(Point labeling examples)
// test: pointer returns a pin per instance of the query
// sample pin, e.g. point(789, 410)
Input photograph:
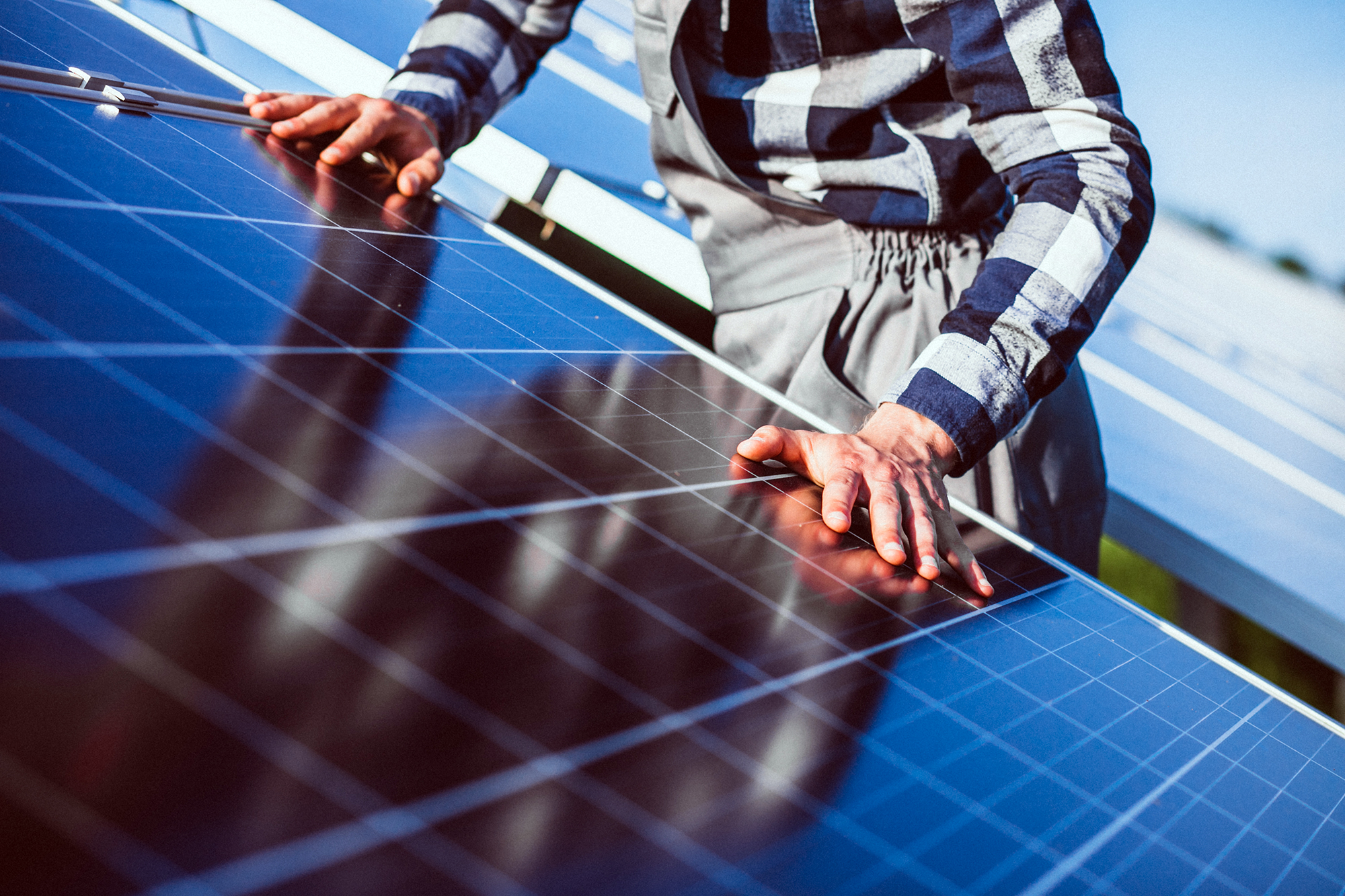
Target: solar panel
point(349, 549)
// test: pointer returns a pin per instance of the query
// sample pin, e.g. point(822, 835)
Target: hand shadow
point(348, 193)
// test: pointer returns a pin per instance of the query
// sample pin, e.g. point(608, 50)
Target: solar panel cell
point(361, 553)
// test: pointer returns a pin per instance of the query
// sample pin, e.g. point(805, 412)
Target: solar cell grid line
point(135, 57)
point(750, 891)
point(26, 200)
point(256, 733)
point(157, 231)
point(921, 671)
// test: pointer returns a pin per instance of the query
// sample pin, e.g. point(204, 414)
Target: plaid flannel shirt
point(917, 114)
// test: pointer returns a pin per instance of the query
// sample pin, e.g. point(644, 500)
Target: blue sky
point(1242, 107)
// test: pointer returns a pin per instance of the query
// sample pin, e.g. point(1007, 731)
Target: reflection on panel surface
point(346, 551)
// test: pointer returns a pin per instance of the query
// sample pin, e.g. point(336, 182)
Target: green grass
point(1148, 584)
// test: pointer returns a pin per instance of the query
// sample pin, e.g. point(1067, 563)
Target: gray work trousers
point(837, 350)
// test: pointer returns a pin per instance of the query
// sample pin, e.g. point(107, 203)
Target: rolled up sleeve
point(1046, 112)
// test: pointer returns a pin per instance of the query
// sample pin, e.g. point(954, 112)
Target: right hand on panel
point(406, 139)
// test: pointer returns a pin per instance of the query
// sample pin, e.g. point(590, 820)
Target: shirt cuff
point(440, 99)
point(966, 389)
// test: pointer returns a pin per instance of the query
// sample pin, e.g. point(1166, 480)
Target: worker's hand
point(895, 464)
point(827, 561)
point(406, 139)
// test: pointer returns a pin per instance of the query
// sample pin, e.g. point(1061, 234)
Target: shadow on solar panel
point(350, 551)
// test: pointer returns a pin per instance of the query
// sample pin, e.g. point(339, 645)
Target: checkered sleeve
point(471, 57)
point(1046, 112)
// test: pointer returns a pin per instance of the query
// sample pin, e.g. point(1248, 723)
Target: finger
point(420, 174)
point(322, 118)
point(765, 444)
point(886, 520)
point(364, 134)
point(839, 497)
point(961, 557)
point(275, 107)
point(921, 530)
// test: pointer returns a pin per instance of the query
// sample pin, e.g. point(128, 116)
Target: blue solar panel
point(349, 551)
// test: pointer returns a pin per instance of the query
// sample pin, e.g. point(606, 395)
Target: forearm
point(1047, 116)
point(471, 58)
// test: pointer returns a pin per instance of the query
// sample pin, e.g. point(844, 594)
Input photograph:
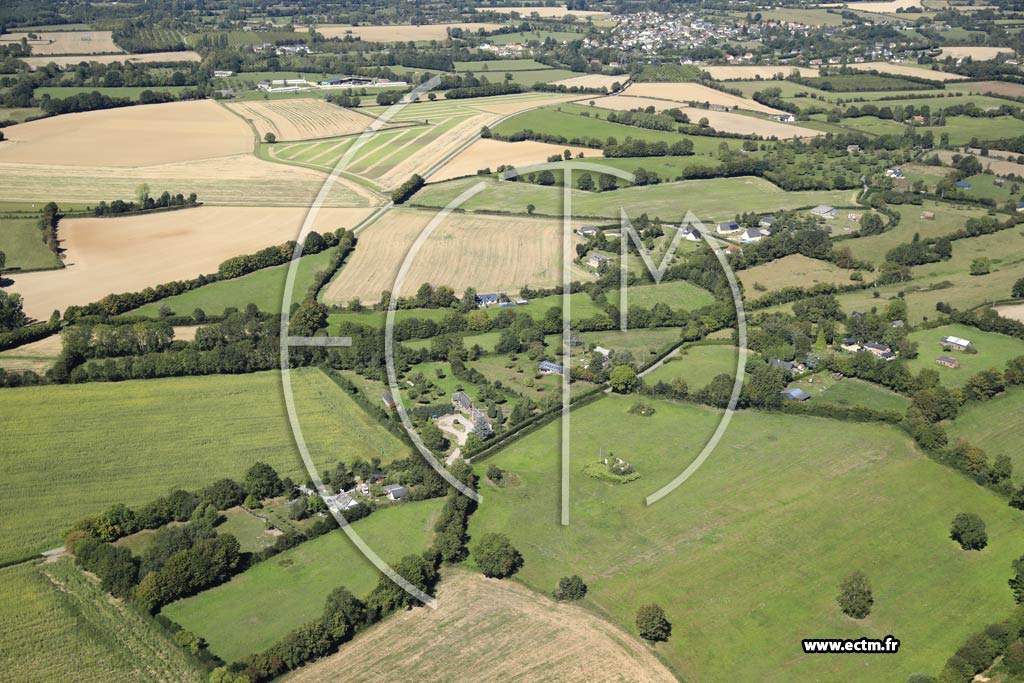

## Requirements
Which lines of the material contain the word "blue"? Report each of them in full.

## Task output
Target: blue sky
Target: blue solar panel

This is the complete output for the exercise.